*DIRECTIVE*. Rewrite the items starting at the line containing "The pointer SHOULD provide one marker per instance of the clear" and ending at the last line of the items, keeping every line, and shift each pointer-output coordinate up by 64 while leaving the other lines unchanged. Leave the pictures out of your answer.
-=-=-=-=-
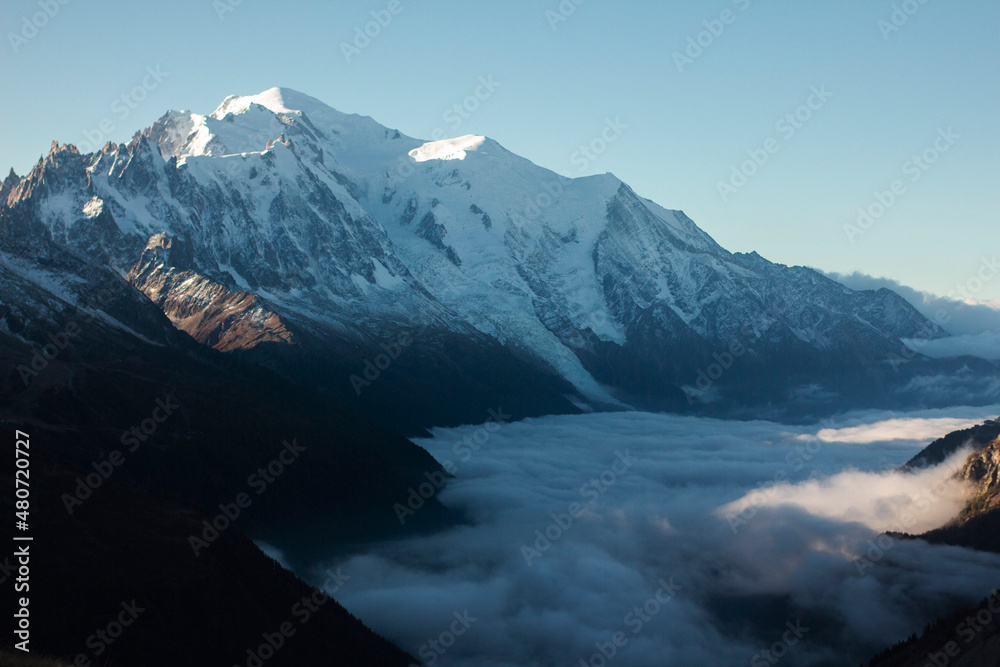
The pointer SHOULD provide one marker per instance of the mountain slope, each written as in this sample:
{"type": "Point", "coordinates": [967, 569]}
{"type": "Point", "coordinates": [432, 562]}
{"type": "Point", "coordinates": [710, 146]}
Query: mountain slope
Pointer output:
{"type": "Point", "coordinates": [278, 222]}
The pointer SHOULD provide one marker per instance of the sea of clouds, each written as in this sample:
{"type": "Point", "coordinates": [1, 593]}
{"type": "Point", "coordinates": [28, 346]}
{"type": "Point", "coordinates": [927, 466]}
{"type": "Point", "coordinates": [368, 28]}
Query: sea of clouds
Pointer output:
{"type": "Point", "coordinates": [641, 539]}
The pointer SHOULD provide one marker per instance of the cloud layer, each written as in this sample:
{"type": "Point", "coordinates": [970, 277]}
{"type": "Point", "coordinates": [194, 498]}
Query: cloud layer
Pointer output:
{"type": "Point", "coordinates": [639, 539]}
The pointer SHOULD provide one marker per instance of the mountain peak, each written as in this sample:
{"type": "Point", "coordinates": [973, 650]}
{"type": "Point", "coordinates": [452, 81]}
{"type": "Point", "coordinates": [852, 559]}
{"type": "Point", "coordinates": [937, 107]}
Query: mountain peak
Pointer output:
{"type": "Point", "coordinates": [277, 100]}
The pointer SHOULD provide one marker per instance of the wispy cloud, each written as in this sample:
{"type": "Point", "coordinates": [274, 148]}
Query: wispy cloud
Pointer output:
{"type": "Point", "coordinates": [810, 552]}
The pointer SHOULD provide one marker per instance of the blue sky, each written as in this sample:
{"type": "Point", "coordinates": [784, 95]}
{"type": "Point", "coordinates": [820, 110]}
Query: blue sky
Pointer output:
{"type": "Point", "coordinates": [561, 74]}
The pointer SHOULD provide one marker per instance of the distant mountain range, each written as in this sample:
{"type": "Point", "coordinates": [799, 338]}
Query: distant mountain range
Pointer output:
{"type": "Point", "coordinates": [967, 637]}
{"type": "Point", "coordinates": [445, 277]}
{"type": "Point", "coordinates": [280, 271]}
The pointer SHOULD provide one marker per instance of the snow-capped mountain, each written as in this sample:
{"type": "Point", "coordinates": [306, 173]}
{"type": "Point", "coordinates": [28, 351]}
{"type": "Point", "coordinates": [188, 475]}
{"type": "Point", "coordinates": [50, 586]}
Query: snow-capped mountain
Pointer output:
{"type": "Point", "coordinates": [277, 219]}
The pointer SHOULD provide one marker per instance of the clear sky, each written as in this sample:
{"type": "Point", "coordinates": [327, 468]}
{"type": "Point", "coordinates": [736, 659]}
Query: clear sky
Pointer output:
{"type": "Point", "coordinates": [885, 95]}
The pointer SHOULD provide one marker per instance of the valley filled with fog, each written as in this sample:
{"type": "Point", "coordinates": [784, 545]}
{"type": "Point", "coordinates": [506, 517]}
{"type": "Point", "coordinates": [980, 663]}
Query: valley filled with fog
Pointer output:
{"type": "Point", "coordinates": [653, 539]}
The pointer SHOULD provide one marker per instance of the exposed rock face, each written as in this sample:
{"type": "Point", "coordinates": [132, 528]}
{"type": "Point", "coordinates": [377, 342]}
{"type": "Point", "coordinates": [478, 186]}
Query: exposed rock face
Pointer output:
{"type": "Point", "coordinates": [277, 219]}
{"type": "Point", "coordinates": [211, 313]}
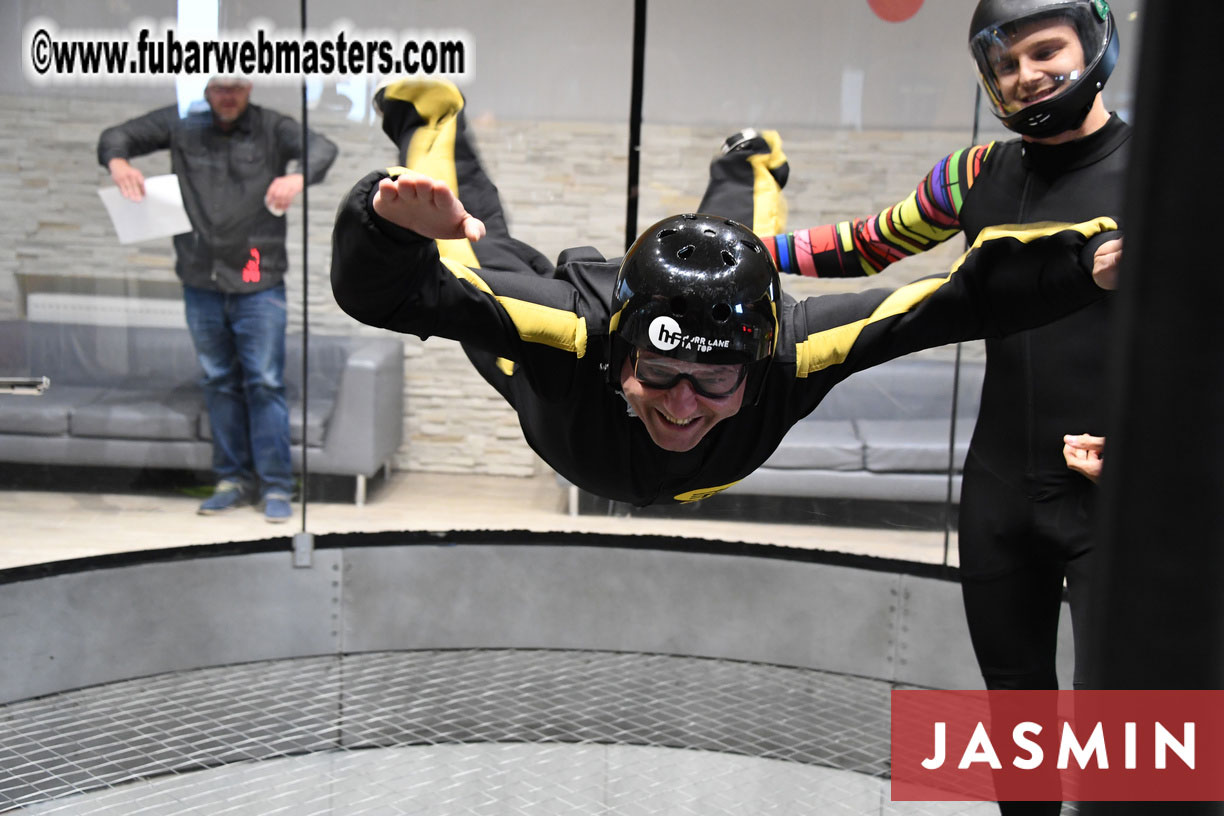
-=-=-=-=-
*CORRECT OUTPUT*.
The pointer SHOULD provide one marker per instance of the clear sky, each written as in this sample:
{"type": "Point", "coordinates": [327, 468]}
{"type": "Point", "coordinates": [736, 659]}
Query: clear sky
Pointer output:
{"type": "Point", "coordinates": [949, 159]}
The pointer SHOULD provide one marker per instance of the valley filled with fog, each written as in this sample:
{"type": "Point", "coordinates": [784, 545]}
{"type": "Point", "coordinates": [506, 517]}
{"type": "Point", "coordinates": [980, 663]}
Query: valley filled with fog
Pointer output:
{"type": "Point", "coordinates": [717, 603]}
The pointer SHOULD provide one marker per instance of the exposed rock face, each written as in this sample:
{"type": "Point", "coordinates": [132, 528]}
{"type": "Point", "coordinates": [377, 342]}
{"type": "Point", "coordinates": [478, 186]}
Query: exposed rock face
Pointer output:
{"type": "Point", "coordinates": [341, 283]}
{"type": "Point", "coordinates": [275, 377]}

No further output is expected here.